> _The task_
The records below must be written out exactly, with every picture left behind.

> _Image point grounding data_
--- START ---

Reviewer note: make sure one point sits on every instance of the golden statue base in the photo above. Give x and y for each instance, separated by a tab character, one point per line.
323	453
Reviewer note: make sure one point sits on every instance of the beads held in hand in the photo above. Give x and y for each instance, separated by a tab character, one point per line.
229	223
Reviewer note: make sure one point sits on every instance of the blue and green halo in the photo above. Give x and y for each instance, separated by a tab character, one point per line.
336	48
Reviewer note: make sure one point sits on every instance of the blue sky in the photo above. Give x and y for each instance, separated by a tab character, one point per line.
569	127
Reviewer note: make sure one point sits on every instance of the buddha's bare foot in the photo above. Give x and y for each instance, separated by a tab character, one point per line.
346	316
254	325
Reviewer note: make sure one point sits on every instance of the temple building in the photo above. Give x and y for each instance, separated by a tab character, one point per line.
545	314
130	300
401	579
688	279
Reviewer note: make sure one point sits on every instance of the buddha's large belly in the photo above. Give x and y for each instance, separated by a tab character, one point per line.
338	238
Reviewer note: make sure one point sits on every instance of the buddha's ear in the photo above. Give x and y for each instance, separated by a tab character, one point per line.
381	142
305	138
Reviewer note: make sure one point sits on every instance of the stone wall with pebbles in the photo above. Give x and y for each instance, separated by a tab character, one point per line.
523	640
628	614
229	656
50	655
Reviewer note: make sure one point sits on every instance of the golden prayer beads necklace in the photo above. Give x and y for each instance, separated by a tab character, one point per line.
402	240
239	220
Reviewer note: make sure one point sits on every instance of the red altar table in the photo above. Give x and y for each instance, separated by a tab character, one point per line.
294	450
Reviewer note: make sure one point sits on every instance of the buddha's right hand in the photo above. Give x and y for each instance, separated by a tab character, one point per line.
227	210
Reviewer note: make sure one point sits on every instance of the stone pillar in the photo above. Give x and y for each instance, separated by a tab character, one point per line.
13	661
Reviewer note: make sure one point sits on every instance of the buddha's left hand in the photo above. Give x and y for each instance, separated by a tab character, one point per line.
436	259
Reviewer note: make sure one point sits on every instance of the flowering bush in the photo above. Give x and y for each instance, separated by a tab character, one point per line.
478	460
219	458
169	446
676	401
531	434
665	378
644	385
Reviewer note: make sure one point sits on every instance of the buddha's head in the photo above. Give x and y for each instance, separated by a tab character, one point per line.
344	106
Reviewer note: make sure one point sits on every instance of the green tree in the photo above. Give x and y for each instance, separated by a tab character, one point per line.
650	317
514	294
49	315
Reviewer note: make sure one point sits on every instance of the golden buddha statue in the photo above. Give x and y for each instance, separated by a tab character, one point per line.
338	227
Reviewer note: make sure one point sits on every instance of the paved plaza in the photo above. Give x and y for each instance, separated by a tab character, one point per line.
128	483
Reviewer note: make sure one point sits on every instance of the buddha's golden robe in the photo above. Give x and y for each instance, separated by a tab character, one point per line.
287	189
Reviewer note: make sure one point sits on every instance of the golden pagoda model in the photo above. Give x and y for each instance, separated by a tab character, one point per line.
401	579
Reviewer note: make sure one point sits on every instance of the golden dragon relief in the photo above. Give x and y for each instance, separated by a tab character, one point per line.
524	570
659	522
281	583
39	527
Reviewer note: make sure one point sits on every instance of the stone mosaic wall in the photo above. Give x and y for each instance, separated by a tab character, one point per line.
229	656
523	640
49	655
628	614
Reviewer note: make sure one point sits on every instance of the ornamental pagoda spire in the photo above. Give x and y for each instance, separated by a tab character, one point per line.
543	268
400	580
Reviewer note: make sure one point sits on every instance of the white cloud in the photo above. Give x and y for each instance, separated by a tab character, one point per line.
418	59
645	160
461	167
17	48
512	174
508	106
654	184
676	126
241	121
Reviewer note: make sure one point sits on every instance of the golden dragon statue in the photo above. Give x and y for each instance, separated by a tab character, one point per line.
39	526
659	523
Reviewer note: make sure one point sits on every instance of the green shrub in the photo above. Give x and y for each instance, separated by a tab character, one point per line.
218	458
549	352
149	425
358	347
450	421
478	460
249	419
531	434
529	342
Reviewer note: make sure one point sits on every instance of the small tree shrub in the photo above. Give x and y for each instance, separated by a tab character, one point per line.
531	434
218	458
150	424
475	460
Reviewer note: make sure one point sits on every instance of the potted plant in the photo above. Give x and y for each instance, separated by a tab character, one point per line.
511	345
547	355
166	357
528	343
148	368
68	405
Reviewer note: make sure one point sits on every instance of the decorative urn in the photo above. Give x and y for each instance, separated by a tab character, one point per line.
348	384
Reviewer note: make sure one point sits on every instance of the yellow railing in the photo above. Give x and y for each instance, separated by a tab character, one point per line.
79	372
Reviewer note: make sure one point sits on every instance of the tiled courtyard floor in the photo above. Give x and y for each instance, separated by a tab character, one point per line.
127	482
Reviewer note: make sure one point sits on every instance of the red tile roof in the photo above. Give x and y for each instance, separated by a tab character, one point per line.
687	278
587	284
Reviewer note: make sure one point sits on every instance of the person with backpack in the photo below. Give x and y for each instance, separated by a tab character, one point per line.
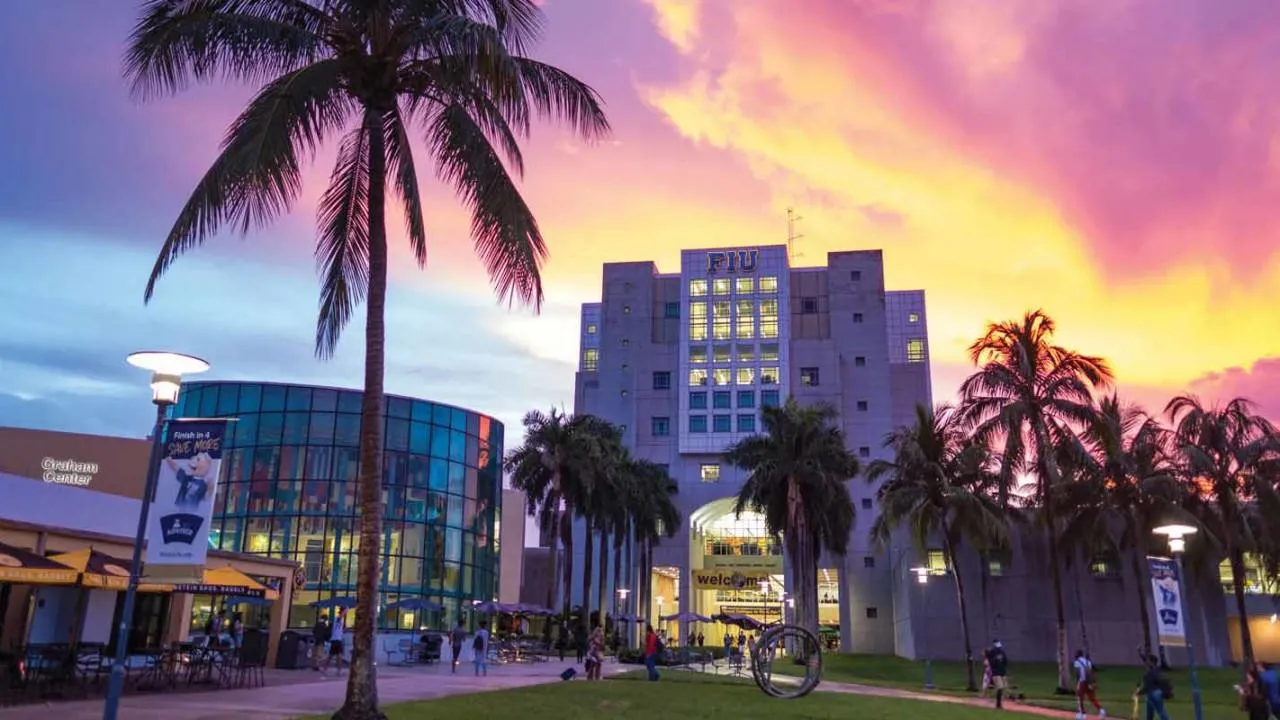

--- END ---

> _Problem solution_
Reviewer note: make sure one point sits on every instance of the golden statue base in the photo above. Give x and y for each instance, separated by a tab character, one point per line.
323	453
Reviewer note: make sure one point sits on every instance of the beads held in hand in the photo above. Give x and y for each instance, separated by a tab character, one point per line.
229	223
Reviewer note: make sure one point sits on every instance of the blue and green halo in the photo above. Give x and y for each instance, separated by a tab character, one point per line.
336	48
Reviewer note: make sure one point sits on every instance of the blue sky in the photo above. Give x and y for each instance, separated by a tab character, one point per line.
569	127
Reviewer note: make sure one point sits on every instance of the buddha's bare foot in the photo above. Give x and y for each instance, separated by a tab character, one point per line.
346	316
254	325
Reviewer note: make sure one point sits on every instance of the temple building in the photo above. Give x and y for each instance, separated by a tab character, one point per line.
545	314
130	300
401	579
688	279
Reviewer note: make sure one point sits on every instance of the buddha's large belly in the photo above. Give x and y for each instance, separated by a tab character, one point per line.
338	238
Reviewer note: make sure one point sits on every instance of the buddha's ear in the photo above. Give x and y for each instance, separated by a tab character, one point per line.
381	142
305	138
Reviewer note: make sure one point sits on every instance of the stone wall with pebbles in the photo above. Give x and y for each instance, separated by a tab character, one point per line.
523	640
628	614
229	656
50	655
Reviewer note: make sure one point sits on every instance of the golden prayer beads necklace in the photo above. Give x and y for each instance, separated by a tab character, one point per line.
402	240
239	220
Reviewer note: make sure one point sits on every instance of the red altar table in the photo above. Give x and y for each instance, separated by a tab character, one point per line.
294	450
Reviewer note: make sure one point sits on every instance of the buddha's right hand in the photo above. Give x and y for each instance, separated by a tab character, one point per line.
227	210
Reviewer note: make sure one point sits on every instance of the stone pillar in the photo above. Give x and y for each instance, separated by a tab character, one point per line.
13	661
Reviewer note: make sure one point sits on every instance of the buddha's left hand in the photo above. Give x and y for each instance, separated by a tab character, one point per line.
436	259
Reviewer note: make sure one point sits on every instance of the flowering bush in the photo above. Give x and y for each instance, separated by a tab character, one point per line.
478	460
219	458
169	446
676	401
531	434
665	378
644	385
Reviewer note: make sure one point sits on every instance of the buddha's head in the photo above. Give x and y for each instance, separated by a tab character, one point per line.
344	106
Reviewer note: make sure one point sits on every instance of the green tree in the photo above. Give x and y for each instance, separated by a tab character, one point per line.
650	317
514	294
49	315
Reviewer note: make sure one point sits on every instance of the golden buddha statue in the photo above. Give x and y for each instance, separated by a tab character, one point per line.
338	227
Reviewer note: make sure one point sits on every instance of the paved plaza in the photo above. Give x and y for each instance, separated by a tab character, one point per line.
128	483
Reviewer note: make sure one point sits on every instance of the buddha's golden robe in the photo above. Give x and y for each instance, separated by a tab character, one point per line.
287	189
Reviewer note: make sure one point sits on every instance of the golden pagoda model in the photo above. Give x and y for each instance, separated by a tab character, one point per line.
401	579
Reviewer note: make sure one point sits on every instance of the golden dragon relief in the photo above. Give x and y for each instance, separated by a tab character, one point per line.
524	570
659	522
281	583
39	527
Reviewer note: make sure one point sits on every instance of the stone mosaic wall in the photo above. Give x and y for each instance, separated by a tab character, one point per line.
229	656
523	640
49	655
628	614
Reviewer note: make sure one point sits on every instance of the ornamental pagoda spire in the photo above. Give x and y for each instance, separated by a tab character, one point per line.
543	268
400	580
Reviewer note: make sure one point sits on every instance of the white cloud in the photo above. Give x and y for each instance, separated by a tab character, one point per line.
418	59
645	160
461	167
17	48
512	174
508	106
654	184
676	126
241	121
Reviewer note: make sure one point sits on every instance of the golden dragon statue in the photo above. Give x and y for each instance, separated by a tab character, one point per line.
39	526
659	523
Reviewer note: make sure one point sits on every instance of the green shrub in the photo above. Give x and y for each instance, separated by a tab character, one point per line.
218	458
549	352
149	425
358	347
450	421
478	460
249	419
531	434
529	342
Reviewer note: make sure one point sits on every instance of the small tree shrub in the photo above. Give x and y for each instance, separated by a tab character, one point per line.
531	434
218	458
150	424
475	460
Reviewer note: make sure one point sits on every instance of the potted plant in the photo above. Give x and y for each instance, separated by a tab character, one point per line.
511	345
547	355
166	357
528	343
148	368
68	405
Reviewer note: make sure one point sits on every instance of the decorative urn in the photo above. Give x and y for each instance, separated by a tab character, one point per line.
348	384
Reviewer note: make sure one point sits on every instance of the yellow railing in the photo above. Give x and y for each instance, separated by a tab character, one point per line.
79	372
Reviewer note: make sure one point sits on every instance of the tiled courtyard floor in the photo above. Give x and y for each instance, separated by a tab character, one point per line.
127	482
Reviewer note: make sure one point sits on every instance of the red tile roof in the photo above. Give x and y for each instance, separated by a tab character, one point per line.
687	278
587	284
Reviewer note: make sure one point sits on every instance of the person with backpack in the photo below. Give x and y for each instance, separated by a tab character, one point per line.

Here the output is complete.